* [Saved data entries]
------------------------------------------------

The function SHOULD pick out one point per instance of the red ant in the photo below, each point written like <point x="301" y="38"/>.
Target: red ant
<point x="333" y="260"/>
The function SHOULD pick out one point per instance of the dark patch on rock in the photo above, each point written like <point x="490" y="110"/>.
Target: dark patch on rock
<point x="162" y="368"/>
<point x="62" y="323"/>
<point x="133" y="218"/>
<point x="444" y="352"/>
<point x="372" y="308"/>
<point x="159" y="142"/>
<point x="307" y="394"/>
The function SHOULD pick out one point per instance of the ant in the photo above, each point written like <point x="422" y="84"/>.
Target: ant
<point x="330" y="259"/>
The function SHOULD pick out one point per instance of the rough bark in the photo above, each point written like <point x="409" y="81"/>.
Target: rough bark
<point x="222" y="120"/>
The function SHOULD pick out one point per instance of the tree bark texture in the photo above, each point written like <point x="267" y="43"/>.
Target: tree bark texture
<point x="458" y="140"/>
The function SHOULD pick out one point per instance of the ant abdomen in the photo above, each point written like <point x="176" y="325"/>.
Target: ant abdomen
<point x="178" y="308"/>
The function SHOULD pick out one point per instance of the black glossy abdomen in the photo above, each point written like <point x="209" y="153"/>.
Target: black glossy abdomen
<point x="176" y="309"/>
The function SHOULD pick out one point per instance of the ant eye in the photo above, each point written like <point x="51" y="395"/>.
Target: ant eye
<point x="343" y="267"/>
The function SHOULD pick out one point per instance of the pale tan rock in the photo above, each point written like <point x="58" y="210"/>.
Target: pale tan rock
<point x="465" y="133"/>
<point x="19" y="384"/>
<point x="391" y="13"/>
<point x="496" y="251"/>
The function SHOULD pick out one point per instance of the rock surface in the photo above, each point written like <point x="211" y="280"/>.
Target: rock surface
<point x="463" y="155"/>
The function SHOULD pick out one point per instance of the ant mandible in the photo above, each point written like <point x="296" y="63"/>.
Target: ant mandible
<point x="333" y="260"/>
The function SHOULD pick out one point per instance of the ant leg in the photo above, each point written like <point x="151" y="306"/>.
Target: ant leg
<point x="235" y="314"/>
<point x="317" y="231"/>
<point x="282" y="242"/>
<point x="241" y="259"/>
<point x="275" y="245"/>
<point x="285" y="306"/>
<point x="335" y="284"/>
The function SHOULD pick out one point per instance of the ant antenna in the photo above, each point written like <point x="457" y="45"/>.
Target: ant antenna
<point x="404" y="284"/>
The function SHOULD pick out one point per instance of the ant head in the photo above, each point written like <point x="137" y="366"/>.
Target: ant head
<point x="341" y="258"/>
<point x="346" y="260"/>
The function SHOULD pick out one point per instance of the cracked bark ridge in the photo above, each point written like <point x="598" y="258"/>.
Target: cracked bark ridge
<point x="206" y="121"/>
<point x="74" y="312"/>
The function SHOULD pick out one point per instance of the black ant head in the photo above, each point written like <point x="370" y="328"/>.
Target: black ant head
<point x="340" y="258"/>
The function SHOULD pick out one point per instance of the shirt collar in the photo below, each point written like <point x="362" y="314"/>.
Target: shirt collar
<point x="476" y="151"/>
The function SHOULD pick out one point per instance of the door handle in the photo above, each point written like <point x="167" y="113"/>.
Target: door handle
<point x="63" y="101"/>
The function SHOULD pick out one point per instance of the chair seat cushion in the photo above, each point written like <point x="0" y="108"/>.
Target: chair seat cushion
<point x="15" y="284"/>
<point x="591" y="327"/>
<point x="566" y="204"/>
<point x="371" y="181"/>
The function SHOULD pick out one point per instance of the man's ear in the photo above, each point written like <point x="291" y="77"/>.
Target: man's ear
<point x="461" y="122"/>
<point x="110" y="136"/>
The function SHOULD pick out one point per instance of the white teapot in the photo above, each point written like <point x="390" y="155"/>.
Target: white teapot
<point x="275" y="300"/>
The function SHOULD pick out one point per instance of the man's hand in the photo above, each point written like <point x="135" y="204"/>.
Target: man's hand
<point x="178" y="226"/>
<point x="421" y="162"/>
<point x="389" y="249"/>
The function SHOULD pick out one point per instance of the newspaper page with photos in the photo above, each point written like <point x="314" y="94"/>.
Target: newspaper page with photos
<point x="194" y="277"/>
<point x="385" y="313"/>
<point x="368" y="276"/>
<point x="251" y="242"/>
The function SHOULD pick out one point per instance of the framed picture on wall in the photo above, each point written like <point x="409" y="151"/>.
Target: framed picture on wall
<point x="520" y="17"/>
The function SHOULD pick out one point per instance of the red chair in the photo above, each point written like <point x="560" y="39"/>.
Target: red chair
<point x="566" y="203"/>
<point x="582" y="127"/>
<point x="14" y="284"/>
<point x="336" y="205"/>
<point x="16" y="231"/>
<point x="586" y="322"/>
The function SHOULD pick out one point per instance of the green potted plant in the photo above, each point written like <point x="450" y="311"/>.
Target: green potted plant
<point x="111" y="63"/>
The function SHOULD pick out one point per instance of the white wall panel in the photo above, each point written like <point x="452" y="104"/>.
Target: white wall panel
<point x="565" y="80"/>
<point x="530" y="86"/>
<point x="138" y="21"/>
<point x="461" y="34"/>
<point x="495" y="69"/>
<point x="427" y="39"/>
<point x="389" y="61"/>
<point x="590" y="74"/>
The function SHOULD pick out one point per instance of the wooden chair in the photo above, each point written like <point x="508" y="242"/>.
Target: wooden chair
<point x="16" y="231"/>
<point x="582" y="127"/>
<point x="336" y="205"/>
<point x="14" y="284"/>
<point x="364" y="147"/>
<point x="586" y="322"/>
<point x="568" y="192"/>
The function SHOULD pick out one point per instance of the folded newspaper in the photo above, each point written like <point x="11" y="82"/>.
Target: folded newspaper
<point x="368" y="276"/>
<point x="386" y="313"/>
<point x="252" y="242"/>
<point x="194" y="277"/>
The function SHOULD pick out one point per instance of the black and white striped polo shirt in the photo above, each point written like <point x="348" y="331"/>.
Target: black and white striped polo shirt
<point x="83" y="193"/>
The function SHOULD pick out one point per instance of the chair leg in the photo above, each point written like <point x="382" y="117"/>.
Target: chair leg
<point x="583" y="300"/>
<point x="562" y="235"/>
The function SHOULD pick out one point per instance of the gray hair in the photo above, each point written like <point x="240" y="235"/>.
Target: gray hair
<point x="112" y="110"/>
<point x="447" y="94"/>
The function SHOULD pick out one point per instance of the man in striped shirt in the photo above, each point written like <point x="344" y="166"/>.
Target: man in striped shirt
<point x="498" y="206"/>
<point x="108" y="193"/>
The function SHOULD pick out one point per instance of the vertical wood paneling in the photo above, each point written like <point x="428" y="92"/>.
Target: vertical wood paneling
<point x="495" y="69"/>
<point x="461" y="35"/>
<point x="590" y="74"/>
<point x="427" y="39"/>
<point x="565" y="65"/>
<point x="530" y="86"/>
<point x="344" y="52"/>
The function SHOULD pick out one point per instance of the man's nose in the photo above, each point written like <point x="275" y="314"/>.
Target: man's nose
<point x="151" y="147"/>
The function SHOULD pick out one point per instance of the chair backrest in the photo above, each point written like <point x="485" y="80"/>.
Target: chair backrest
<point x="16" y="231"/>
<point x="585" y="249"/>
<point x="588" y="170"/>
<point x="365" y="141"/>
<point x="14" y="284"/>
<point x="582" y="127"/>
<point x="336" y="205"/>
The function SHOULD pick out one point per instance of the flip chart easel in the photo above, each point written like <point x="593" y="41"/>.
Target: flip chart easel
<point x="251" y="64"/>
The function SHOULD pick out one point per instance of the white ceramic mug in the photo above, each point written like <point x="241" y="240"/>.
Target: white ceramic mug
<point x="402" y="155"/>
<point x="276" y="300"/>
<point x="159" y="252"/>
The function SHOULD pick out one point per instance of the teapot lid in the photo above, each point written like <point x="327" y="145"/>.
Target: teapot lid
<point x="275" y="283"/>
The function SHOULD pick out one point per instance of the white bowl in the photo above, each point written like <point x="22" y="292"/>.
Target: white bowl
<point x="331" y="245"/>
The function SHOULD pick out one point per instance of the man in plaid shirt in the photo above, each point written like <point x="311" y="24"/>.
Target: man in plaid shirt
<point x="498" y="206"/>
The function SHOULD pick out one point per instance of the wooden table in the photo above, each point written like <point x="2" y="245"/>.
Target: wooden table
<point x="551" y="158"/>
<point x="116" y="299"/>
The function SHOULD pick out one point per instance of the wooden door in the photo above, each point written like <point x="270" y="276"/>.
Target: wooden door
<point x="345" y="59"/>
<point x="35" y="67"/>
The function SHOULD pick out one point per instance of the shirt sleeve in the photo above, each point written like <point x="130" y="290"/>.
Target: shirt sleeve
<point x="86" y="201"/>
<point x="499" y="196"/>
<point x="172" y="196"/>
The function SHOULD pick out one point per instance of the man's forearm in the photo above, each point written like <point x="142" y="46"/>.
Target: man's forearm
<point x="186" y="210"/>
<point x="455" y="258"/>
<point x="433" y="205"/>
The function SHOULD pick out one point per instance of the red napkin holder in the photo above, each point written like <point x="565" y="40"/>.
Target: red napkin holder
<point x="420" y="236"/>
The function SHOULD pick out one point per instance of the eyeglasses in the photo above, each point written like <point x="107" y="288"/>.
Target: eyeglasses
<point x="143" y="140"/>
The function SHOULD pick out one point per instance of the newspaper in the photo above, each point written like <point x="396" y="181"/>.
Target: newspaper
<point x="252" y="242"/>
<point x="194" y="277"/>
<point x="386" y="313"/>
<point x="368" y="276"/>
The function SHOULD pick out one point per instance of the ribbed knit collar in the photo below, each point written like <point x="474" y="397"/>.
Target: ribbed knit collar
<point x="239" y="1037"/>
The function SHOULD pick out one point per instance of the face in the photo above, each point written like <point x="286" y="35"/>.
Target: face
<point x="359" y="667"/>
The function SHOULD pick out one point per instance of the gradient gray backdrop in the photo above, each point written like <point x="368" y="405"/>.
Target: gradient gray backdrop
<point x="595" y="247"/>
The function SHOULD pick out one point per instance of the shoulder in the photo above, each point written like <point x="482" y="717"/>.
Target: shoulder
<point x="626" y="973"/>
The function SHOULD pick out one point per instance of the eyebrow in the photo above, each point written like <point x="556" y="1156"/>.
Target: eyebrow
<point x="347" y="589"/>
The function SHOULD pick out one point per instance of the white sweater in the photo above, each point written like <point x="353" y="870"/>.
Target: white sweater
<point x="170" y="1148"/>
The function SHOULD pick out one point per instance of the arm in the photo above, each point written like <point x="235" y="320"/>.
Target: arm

------------------------------------------------

* [Exercise details] Output each line of the records above exactly, beginning at the first, and stop once the line containing "the ant eye" has been output.

* [Result below]
The function SHOULD pick out one point per instance of the red ant in the photo below, each point written like <point x="301" y="38"/>.
Target: red ant
<point x="333" y="260"/>
The function SHOULD pick out one point per instance of the dark patch on rock in the photo above, each point written like <point x="490" y="110"/>.
Target: dark patch on rock
<point x="162" y="368"/>
<point x="62" y="323"/>
<point x="133" y="218"/>
<point x="444" y="352"/>
<point x="372" y="308"/>
<point x="159" y="142"/>
<point x="307" y="394"/>
The function SHOULD pick out one point per instance of the ant in the photo above, each point written like <point x="422" y="84"/>.
Target: ant
<point x="330" y="259"/>
The function SHOULD pick out one point per instance of the rough bark in the photo above, each point written like <point x="409" y="81"/>.
Target: rough bark
<point x="222" y="120"/>
The function SHOULD pick out one point per instance of the tree bark texture in the photo above, each point written like <point x="267" y="43"/>.
Target: tree bark texture
<point x="458" y="140"/>
The function SHOULD pick out one point per instance of the ant abdomen in the photo above, each point written like <point x="176" y="325"/>.
Target: ant abdomen
<point x="178" y="308"/>
The function SHOULD pick out one point per instance of the black glossy abdomen in the photo above, each point written like <point x="209" y="153"/>.
Target: black glossy abdomen
<point x="176" y="309"/>
The function SHOULD pick out one point per instance of the ant eye in the photo above, each point written like <point x="51" y="395"/>.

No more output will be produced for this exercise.